> **TEXT PROVIDED**:
◇ ◇ ◇ ◇

Northwest Kansas to gain centralized mental health crisis center, diverting patients from jails and ERs

New 16-bed Hays facility will open May 4 to serve a 20-county region

Northwest Kansas to gain centralized mental health crisis center, diverting patients from jails and ERs
Sen. Jerry Moran toured High Plains Mental Health Center's Crisis Intervention Center in Hays ahead of its May 4 opening. The 16-bed facility will be the first centralized behavioral health crisis response for northwest Kansas, with capacity to serve 800 to 1,000 patients annually.

HAYS, Kan. — Residents across northwest Kansas facing behavioral health or substance abuse emergencies will soon have dedicated, immediate care with the May 4 opening of the High Plains Mental Health Center's new Crisis Intervention Center.

Expected to serve 800 to 1,000 individuals annually across a 20-county region, the specialized facility will divert hundreds of patients away from local emergency rooms and law enforcement facilities each year. U.S. Sen. Jerry Moran, R-Kan., toured the new space Thursday to highlight the lifesaving impact of the centralized response model, which is one of only three such facilities in the state.

Currently licensed for 16 patients but built with capacity to expand, the center will offer acute stabilization and sobering services before staff coordinate a client's ongoing inpatient or outpatient care.

◇ ◇ ◇ ◇

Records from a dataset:
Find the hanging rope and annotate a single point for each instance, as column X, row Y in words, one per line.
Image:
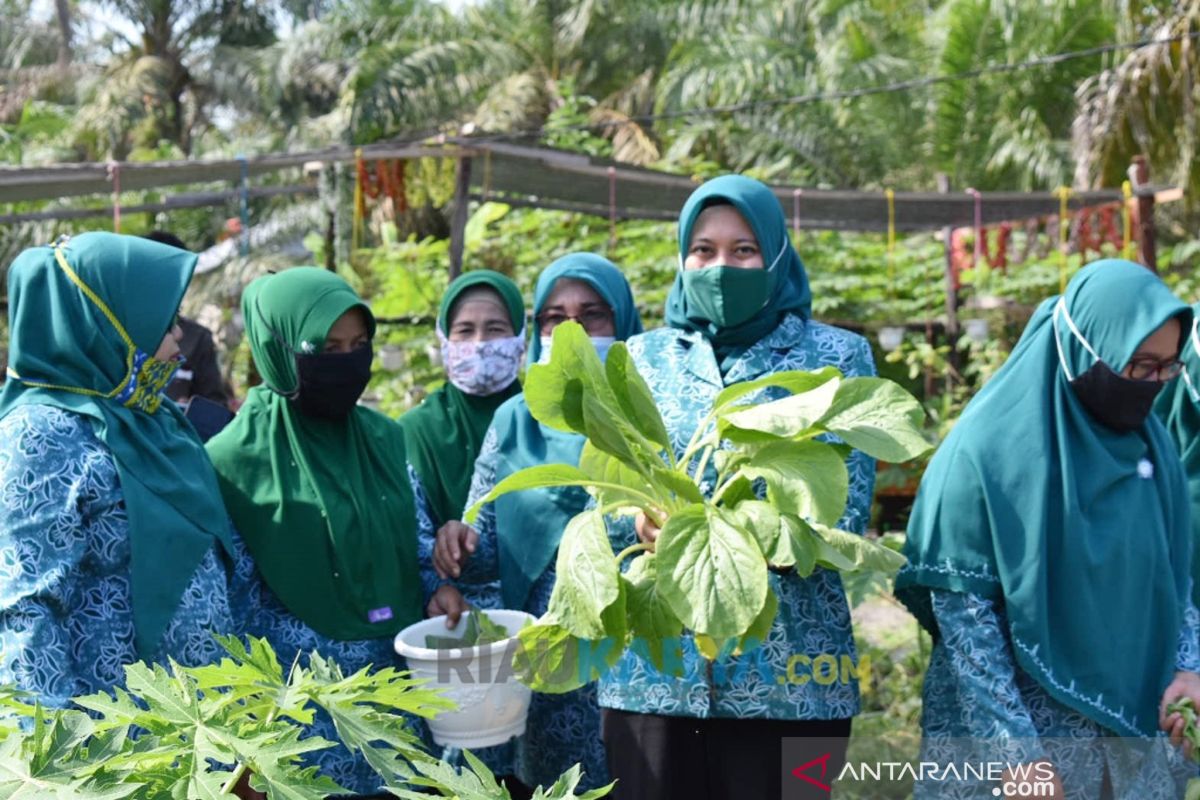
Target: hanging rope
column 1127, row 244
column 114, row 175
column 1063, row 193
column 892, row 241
column 245, row 204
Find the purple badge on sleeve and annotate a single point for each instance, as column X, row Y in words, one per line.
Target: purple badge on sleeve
column 379, row 614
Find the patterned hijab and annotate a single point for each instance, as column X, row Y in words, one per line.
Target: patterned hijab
column 84, row 319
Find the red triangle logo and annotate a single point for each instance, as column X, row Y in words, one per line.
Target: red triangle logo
column 823, row 761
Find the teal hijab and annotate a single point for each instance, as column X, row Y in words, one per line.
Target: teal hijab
column 531, row 523
column 1179, row 408
column 83, row 317
column 787, row 282
column 1079, row 531
column 325, row 506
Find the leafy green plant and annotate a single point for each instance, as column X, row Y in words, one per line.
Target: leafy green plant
column 479, row 630
column 193, row 733
column 707, row 571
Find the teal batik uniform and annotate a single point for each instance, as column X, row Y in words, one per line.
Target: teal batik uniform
column 1057, row 583
column 687, row 365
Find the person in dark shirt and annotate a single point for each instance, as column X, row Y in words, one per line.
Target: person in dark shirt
column 201, row 373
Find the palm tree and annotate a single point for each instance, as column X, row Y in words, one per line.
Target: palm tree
column 1145, row 103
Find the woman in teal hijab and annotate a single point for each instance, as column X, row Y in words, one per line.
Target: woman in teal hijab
column 739, row 308
column 319, row 491
column 511, row 558
column 481, row 331
column 111, row 517
column 1049, row 551
column 1179, row 408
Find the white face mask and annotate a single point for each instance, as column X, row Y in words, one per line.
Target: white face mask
column 483, row 367
column 601, row 343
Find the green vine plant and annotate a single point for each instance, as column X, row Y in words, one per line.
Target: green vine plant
column 708, row 570
column 193, row 733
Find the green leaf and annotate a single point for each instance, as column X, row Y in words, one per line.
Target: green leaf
column 845, row 552
column 879, row 417
column 808, row 479
column 786, row 417
column 532, row 477
column 549, row 390
column 587, row 577
column 795, row 382
column 711, row 572
column 651, row 619
column 634, row 396
column 795, row 547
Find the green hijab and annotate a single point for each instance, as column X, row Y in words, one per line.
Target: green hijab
column 529, row 524
column 325, row 506
column 1080, row 531
column 787, row 282
column 445, row 432
column 82, row 318
column 1179, row 408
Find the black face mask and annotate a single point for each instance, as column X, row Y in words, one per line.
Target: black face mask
column 1117, row 402
column 331, row 383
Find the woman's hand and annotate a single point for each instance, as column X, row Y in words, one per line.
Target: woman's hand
column 1186, row 684
column 647, row 531
column 456, row 542
column 449, row 601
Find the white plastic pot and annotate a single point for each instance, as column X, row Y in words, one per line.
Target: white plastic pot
column 492, row 703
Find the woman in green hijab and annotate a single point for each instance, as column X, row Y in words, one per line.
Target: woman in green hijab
column 319, row 491
column 481, row 331
column 1179, row 408
column 111, row 521
column 1049, row 554
column 510, row 561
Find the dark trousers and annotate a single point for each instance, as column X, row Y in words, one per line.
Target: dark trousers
column 657, row 757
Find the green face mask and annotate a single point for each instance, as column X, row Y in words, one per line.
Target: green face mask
column 725, row 295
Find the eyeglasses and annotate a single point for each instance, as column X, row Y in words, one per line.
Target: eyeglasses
column 592, row 319
column 1155, row 370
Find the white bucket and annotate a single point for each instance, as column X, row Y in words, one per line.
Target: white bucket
column 492, row 703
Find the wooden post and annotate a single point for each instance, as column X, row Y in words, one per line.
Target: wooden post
column 459, row 220
column 1139, row 173
column 952, row 293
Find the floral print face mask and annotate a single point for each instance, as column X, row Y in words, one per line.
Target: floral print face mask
column 483, row 368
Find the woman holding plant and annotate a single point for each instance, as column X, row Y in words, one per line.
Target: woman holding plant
column 739, row 310
column 321, row 492
column 1049, row 554
column 111, row 521
column 508, row 559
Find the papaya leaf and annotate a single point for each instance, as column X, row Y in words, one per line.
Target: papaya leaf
column 879, row 417
column 845, row 552
column 711, row 572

◇ ◇ ◇ ◇

> **PROBLEMS AND TASKS**:
(1) Answer these questions using the article about the Hays crisis center:
(a) On what date does the Crisis Intervention Center open?
(b) How many counties make up the region the center will serve?
(c) How many patients is the center currently licensed to hold?
(2) Summarize the article about the Hays crisis center in two sentences.
The records have no connection to the article.

> **OUTPUTS IN ORDER**:
(1)
(a) May 4
(b) 20
(c) 16

(2) High Plains Mental Health Center's Crisis Intervention Center in Hays, which opens May 4, will give people in a 20-county region of northwest Kansas immediate care for behavioral health or substance abuse emergencies, serving 800 to 1,000 individuals a year and diverting hundreds from emergency rooms and law enforcement facilities. Sen. Jerry Moran toured the 16-bed center, which is one of only three such facilities in the state and will offer acute stabilization and sobering services before staff coordinate ongoing care.